Short problem:
Answer these questions from the review of Music and Lyrics:
(a) Which actor plays Sophie?
(b) What job is Sophie first hired to do for Alex?
(c) In which film does the review say Diane Keaton sought over-the-top laughs the previous week?

Document section:
"""

Review
Fresh Frosh / Feb. 20, 2007 at 3:06 pm

For the love of pop, Music and Lyrics

By Paul Schrodt

css13ce.jpgAt a glance, Music and Lyrics doesn’t look so special. Warner Bros.’ anonymous marketing campaign for the film — routinely featuring Drew Barrymore and Hugh Grant sitting behind a piano with insipidly elegant decorations — seems to confirm suspicions that this is easily peddled fluff. Who would guess, then, that it contains the most convincing romantic chemistry in recent cinematic memory?

The movie is nothing if not unassuming, which is its charm: The tenderness and feeling reveal themselves through the care of the filmmakers and actors, who trace the contours of your basic meet-cute plot like the chords of a familiar pop song. Last week Diane Keaton flailed desperately for shrill, over-the-top laughs in Because I Said So. Music and Lyrics executes its romantic comedy with surprising subtlety and care, rejoicing in the simple pleasures of a well-played little ditty.

Drew Barrymore, as Sophie, encapsulates the laidback warmth radiated in the movie’s rhythmic display of heady adoration and subsequent heartache. Hired to be the plant caretaker for Hugh Grant’s washed-up ‘80s pop star, Alex, she fumbles at watering but finds work as his gifted lyricist and quickly falls in—almost stumbles into—love. Their mutual adoration comes together uneasily, and without the histrionics of clichéd love stories. Sophie doesn’t fall into Grant’s arms. In fact, at the first sign of flirting, she runs away clutching her astonished embarrassment.

Most positively, Music and Lyrics marks the intelligence and candid humility of Barrymore’s career-long knack for the comedy of real (and real-looking) people, from Riding in Cars with Boys to Fever Pitch. In spite of her strong will, Sophie’s awkward beauty hints at the disappointment she carries with her — including a messy breakup and artistic self-doubt — tempering her humor with emotional depth rarely afforded to studio projects released in February. When Sophie absent-mindedly floods Alex’s plants with too much water, the audience understands it’s because she has more troubling thoughts on her mind.

Music and Lyrics is a minor film, but its pop accomplishments are worthy of high praise. Here is a rom-com entirely free of chick-flick contrivance, pitched to the mainstream but not pandering. Sophie instructs Alex about his failed solo project, “You tried too hard for a hit.” The movie’s exhilarating appreciation of unpretentious pop music suggests a defense of its own guileless love story, which moves more slowly and naturally than your typical screamer of a rom-com.

"""

(Dataset excerpts on object pointing)
"""

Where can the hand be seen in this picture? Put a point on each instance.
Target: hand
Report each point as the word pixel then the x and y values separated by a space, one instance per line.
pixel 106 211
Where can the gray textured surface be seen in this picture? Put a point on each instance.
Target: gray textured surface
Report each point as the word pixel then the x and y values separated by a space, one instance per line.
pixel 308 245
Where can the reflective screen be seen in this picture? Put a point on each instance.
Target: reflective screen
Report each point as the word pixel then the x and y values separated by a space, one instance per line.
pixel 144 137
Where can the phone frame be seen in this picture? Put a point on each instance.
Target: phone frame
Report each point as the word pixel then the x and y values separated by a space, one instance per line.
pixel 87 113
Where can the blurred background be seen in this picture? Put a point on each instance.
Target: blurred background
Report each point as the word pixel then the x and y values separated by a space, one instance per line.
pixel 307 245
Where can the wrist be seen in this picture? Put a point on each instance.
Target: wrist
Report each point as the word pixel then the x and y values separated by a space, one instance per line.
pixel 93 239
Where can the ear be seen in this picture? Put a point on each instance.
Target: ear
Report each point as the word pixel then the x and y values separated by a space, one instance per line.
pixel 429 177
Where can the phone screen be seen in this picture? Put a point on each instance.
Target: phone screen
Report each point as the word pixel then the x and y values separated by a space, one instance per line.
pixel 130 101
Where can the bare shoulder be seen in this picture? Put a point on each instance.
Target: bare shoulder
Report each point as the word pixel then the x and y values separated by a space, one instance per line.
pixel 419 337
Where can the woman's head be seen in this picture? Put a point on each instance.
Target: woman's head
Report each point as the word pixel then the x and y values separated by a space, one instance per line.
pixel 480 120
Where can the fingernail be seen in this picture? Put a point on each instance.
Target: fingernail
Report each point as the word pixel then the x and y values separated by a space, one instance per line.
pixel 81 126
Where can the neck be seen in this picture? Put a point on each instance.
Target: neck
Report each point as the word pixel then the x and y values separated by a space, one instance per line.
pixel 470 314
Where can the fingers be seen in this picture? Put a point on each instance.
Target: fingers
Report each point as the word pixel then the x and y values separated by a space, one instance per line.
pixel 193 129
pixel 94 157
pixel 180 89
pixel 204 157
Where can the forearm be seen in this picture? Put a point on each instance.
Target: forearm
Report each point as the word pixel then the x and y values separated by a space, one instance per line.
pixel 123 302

"""

Result of this task:
(a) Drew Barrymore
(b) Plant caretaker
(c) Because I Said So